● Request: Reproduce every line of the entries below without any change.
——
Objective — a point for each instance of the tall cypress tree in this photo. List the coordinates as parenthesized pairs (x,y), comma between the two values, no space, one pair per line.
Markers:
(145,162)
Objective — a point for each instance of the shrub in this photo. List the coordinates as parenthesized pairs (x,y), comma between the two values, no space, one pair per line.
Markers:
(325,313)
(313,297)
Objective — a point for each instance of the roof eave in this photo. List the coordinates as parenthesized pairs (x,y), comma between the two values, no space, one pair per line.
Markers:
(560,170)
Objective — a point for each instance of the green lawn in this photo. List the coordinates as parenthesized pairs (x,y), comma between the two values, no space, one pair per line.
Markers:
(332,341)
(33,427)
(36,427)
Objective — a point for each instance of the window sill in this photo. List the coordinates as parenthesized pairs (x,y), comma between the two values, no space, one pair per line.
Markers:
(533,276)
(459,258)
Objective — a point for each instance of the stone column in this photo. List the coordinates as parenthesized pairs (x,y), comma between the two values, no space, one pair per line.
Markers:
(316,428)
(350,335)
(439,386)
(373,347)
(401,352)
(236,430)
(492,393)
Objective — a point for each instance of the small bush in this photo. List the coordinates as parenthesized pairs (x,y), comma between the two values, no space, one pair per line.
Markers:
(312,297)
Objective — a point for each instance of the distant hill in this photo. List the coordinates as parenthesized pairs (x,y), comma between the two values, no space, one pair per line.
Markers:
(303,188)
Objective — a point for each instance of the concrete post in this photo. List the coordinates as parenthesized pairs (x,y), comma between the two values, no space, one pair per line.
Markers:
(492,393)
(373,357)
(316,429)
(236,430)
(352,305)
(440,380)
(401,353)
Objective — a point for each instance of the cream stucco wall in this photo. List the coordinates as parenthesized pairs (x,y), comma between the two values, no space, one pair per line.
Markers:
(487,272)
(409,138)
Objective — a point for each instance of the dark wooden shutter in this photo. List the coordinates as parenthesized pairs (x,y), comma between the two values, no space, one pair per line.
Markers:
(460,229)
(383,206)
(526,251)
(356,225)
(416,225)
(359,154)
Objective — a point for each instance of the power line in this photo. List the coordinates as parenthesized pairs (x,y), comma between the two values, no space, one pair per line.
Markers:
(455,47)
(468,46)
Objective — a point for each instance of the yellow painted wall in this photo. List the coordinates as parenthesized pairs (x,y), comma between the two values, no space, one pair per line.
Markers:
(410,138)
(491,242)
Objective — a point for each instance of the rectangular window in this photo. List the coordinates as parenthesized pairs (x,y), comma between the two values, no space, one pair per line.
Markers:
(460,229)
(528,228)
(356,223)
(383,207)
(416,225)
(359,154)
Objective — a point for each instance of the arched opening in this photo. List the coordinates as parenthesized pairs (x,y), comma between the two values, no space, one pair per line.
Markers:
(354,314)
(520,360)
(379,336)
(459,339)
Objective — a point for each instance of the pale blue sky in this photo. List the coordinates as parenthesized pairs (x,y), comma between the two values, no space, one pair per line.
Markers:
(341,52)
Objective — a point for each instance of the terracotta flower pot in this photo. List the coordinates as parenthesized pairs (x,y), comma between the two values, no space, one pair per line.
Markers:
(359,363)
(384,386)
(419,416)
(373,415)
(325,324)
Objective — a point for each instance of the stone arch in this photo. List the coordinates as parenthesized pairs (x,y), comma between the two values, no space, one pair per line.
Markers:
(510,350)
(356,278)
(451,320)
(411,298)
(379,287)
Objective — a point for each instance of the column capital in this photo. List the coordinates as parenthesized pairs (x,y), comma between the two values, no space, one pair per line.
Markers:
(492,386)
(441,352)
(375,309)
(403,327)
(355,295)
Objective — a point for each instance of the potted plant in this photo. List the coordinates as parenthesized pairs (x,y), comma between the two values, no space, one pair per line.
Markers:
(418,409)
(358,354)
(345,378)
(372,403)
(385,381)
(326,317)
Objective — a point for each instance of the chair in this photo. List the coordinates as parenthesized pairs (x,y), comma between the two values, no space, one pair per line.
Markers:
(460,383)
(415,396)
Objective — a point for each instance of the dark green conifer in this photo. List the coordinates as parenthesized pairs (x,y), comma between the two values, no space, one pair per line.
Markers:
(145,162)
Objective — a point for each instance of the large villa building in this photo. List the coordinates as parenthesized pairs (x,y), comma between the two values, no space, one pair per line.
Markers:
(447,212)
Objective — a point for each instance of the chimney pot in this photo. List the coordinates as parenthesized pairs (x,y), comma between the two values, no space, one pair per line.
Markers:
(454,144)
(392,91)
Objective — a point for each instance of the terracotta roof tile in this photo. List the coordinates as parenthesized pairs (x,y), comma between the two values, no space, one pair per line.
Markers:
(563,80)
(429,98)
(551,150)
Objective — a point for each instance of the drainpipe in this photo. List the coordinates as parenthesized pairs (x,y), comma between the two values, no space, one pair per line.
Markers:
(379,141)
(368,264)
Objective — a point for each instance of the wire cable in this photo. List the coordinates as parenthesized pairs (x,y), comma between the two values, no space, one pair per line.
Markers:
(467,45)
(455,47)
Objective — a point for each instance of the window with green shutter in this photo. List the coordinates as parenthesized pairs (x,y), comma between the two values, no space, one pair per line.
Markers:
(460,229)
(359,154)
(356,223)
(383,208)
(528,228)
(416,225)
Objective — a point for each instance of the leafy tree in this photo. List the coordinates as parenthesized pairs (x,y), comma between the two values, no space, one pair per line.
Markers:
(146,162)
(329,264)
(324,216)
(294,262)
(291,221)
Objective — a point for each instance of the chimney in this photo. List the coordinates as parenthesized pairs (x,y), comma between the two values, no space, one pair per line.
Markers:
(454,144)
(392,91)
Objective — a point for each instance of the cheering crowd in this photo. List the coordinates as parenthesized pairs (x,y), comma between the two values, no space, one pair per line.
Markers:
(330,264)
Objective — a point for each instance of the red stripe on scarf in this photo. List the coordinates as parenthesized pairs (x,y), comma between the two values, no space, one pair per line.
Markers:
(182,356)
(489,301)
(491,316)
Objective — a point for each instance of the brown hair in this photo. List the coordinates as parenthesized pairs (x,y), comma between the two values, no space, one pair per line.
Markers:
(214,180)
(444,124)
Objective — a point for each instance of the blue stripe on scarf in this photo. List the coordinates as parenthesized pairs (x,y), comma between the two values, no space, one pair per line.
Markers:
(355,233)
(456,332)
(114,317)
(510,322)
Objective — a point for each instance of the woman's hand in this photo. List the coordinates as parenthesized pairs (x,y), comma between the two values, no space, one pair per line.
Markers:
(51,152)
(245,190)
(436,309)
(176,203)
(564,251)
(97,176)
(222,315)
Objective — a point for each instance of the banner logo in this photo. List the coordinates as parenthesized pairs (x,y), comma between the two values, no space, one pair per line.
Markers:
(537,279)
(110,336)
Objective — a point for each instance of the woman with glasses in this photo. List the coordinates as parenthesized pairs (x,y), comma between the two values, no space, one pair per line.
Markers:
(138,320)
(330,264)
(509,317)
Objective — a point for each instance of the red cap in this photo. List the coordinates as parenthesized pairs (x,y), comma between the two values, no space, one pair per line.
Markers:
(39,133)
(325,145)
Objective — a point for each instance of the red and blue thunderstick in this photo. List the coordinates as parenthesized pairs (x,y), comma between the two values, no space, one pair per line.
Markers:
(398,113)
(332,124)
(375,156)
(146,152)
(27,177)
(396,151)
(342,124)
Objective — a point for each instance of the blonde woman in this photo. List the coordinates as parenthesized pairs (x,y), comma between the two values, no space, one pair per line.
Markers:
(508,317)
——
● Solved exercise:
Objective — a point for each instance of the tall cypress tree in this photo. List the coordinates as parenthesized pairs (x,y), comma between the two values, no space, one pair per line.
Markers:
(145,162)
Objective — a point for each instance of the shrub in this photo. List the coordinates as parenthesized pairs (x,y), comma between the two values, no space, one pair per line.
Markers:
(325,313)
(313,297)
Objective — a point for each instance of the roof eave in this photo. List the coordinates as parenthesized pairs (x,y), comma between the two values, no space, one pair per line.
Markers:
(560,170)
Objective — a point for each instance of the green lawn in this photo. List the coordinates as parenthesized pairs (x,y), comma between the two values, no space, one pair per line.
Markers:
(332,341)
(33,427)
(36,427)
Objective — a point for each instance of the window sill in this photo. List the coordinates as parenthesized pairs (x,y), comma between the two values, no space, one pair per line.
Markers:
(533,276)
(459,258)
Objective — a point for each instance of the stone column in this photo. List the coordinates as parenthesized pairs (x,y), comma between the two values, no space, one pair per line.
Markers:
(316,428)
(350,335)
(439,386)
(373,347)
(401,352)
(236,430)
(492,393)
Objective — a point for each instance of the small bush in this photo. List the coordinates as parenthesized pairs (x,y), comma between the two values, no space, one pair per line.
Markers:
(312,297)
Objective — a point for each instance of the distant hill in this photo. List the coordinates as parenthesized pairs (x,y), comma between the two values, no space, one pair per line.
Markers:
(303,188)
Objective — a point for each instance of the concrete post in this photo. List the coordinates as parenthesized pairs (x,y), comma between the two values, no space, one pair per line.
Markers:
(492,393)
(373,357)
(316,429)
(236,430)
(352,305)
(440,380)
(401,353)
Objective — a point for each instance of the cream stucco wall in this photo. List the coordinates as parenthesized pairs (x,y), comma between the two values, no space, one pair per line.
Markers:
(487,272)
(409,138)
Objective — a point for each instance of the dark wooden shutter in this photo. List the coordinates as parenthesized pairs (x,y), comma between the two values, no space, one pair per line.
Markers:
(460,229)
(383,206)
(526,251)
(356,225)
(416,225)
(359,154)
Objective — a point for each instance of the power line in this photo. List the coordinates as parenthesized pairs (x,y), comma between the two values, no space, one pair per line.
Markers:
(455,47)
(468,46)
Objective — a point for each instance of the yellow painted wall in this photo. List the coordinates as parenthesized pairs (x,y), comma between the two values, no space, one pair per line.
Markers:
(410,138)
(491,242)
Objective — a point for each instance of the rectangular window in this photo. List the coordinates as parenthesized pairs (x,y), comma between the two values, no space, one pair per line.
Markers:
(460,229)
(528,228)
(356,223)
(383,207)
(416,225)
(359,154)
Objective — a point for each instance of the arched opening in this photo. List the coordinates as parenthesized pairs (x,y), comma between the two values, no space, one pair per line.
Markers:
(354,314)
(520,360)
(379,336)
(459,339)
Objective — a point for each instance of the pale blue sky in this photo. List the coordinates as parenthesized pairs (x,y), comma between the two values, no space, one pair per line.
Markers:
(341,52)
Objective — a point for each instance of the terracotta flower pot in this photo. List the coordinates as parenthesized pairs (x,y), comma between the two values, no space, one pair per line.
Markers:
(359,363)
(384,386)
(419,416)
(373,415)
(325,324)
Objective — a point for each instance of the stone arch in this photo. List the coordinates as parenthesized pairs (x,y), comma between the two values, no space, one pair per line.
Markers:
(510,350)
(356,278)
(451,320)
(411,298)
(379,287)
Objective — a point for each instance of the column capital in this photo. List the coordinates as parenthesized pairs (x,y), comma between the two values, no space, one pair per line.
Markers:
(492,386)
(441,352)
(375,309)
(403,327)
(355,295)
Objective — a point for each instance of the potted plant in this photo. List the coordinates as parenthesized pairs (x,y), comma between the two values, no space, one pair per line.
Markers:
(418,409)
(358,354)
(345,378)
(372,403)
(385,381)
(326,317)
Objective — a point for each instance of the chair in this photo. List the coordinates as parenthesized pairs (x,y), comma between the two values, no space, one pair per line.
Markers:
(460,383)
(415,396)
Objective — a point for each instance of the dark green conifer in this photo. List the coordinates as parenthesized pairs (x,y), comma between the two values, no space, one pair per line.
Markers:
(145,162)
Objective — a point for each instance of the large villa building in this photo. List the coordinates as parenthesized pairs (x,y), comma between the two values, no space, one pair per line.
Markers:
(447,212)
Objective — a point for each instance of the chimney pot in this photo. List the coordinates as parenthesized pairs (x,y), comma between the two values, no space, one pair per line.
Markers:
(454,144)
(392,91)
Objective — a point for each instance of the terracotta roof tile in this photo. List the coordinates as parenthesized pairs (x,y), comma between the two values, no space, one pair per line.
Markers:
(563,80)
(429,98)
(551,150)
Objective — a point for each instance of the drainpipe in this photo. List the coordinates as parenthesized pairs (x,y), comma between the two values, no space, one pair per line.
Markers:
(379,141)
(368,264)
Objective — a point for each instance of the wire cable in this photo. List the coordinates as parenthesized pairs (x,y), comma between the two values, no space, one pair per line.
Markers:
(467,45)
(455,47)
Objective — a point for each instance of the window with green shutter in this photo. List the coordinates as parenthesized pairs (x,y), comma between the two values, no space, one pair per line.
Markers:
(460,229)
(359,154)
(356,223)
(383,208)
(528,228)
(416,225)
Objective — a point for each instance of the leafy tree in this photo. List the coordinates as parenthesized pairs (x,y), comma between the two values, no space, one pair per line.
Markers:
(146,162)
(329,264)
(324,216)
(294,262)
(291,221)
Objective — a point for each instance of the chimney in this photo. List the coordinates as parenthesized pairs (x,y), comma between the two values, no space, one pair per line.
Markers:
(454,144)
(392,91)
Objective — a point for each instance of the cheering crowd in this photo. List the coordinates as parenthesized pairs (x,y), comma between the two values, no space, one pair per line.
Markers:
(330,264)
Objective — a point for each instance of the red stripe on scarf in this photo. List the coordinates as parenthesized pairs (x,y), comma between the two values, no space, one pair per line.
Markers:
(182,356)
(489,301)
(491,316)
Objective — a point for each instance of the brown hair in this photo. List the coordinates as parenthesized pairs (x,y), comma between the two values, no space, one pair per line.
Markers:
(214,180)
(444,124)
Objective — a point for each instance of the blue stripe on scarf in this photo. List the coordinates as parenthesized pairs (x,y), comma between the two values, no space, one pair per line.
Markers:
(355,233)
(456,332)
(114,317)
(510,322)
Objective — a point for each instance of the woman's hand in this photo. List the coordinates as parenthesized pairs (x,y), comma between the two values, no space, one pair per line.
Markers:
(51,152)
(245,190)
(436,309)
(176,203)
(564,251)
(97,176)
(222,315)
Objective — a point for each instance of the banner logo in this photo. List the coordinates as parenthesized pairs (x,y), comma between the two values, no space, one pair per line.
Markers:
(537,279)
(110,336)
Objective — a point for each instance of the woman with glasses in this photo. List the coordinates as parenthesized pairs (x,y), comma between the two values, no space, one pair per line.
Markers:
(138,320)
(330,264)
(509,317)
Objective — a point for each instance of the red cap in this photo. List the coordinates as parenthesized pairs (x,y), comma between the two values, no space, one pair per line.
Markers:
(39,133)
(325,145)
Objective — a point for each instance of the red and blue thunderstick in this photo. List the coordinates as parenthesized pairs (x,y), comma between the two values, no space, one pair per line.
Markers:
(398,113)
(332,124)
(375,156)
(146,152)
(27,177)
(396,151)
(342,124)
Objective — a point for each instance of the blonde woman in this photo. List the coordinates as parenthesized pairs (x,y), comma between the two values, no space, one pair per line.
Markers:
(508,317)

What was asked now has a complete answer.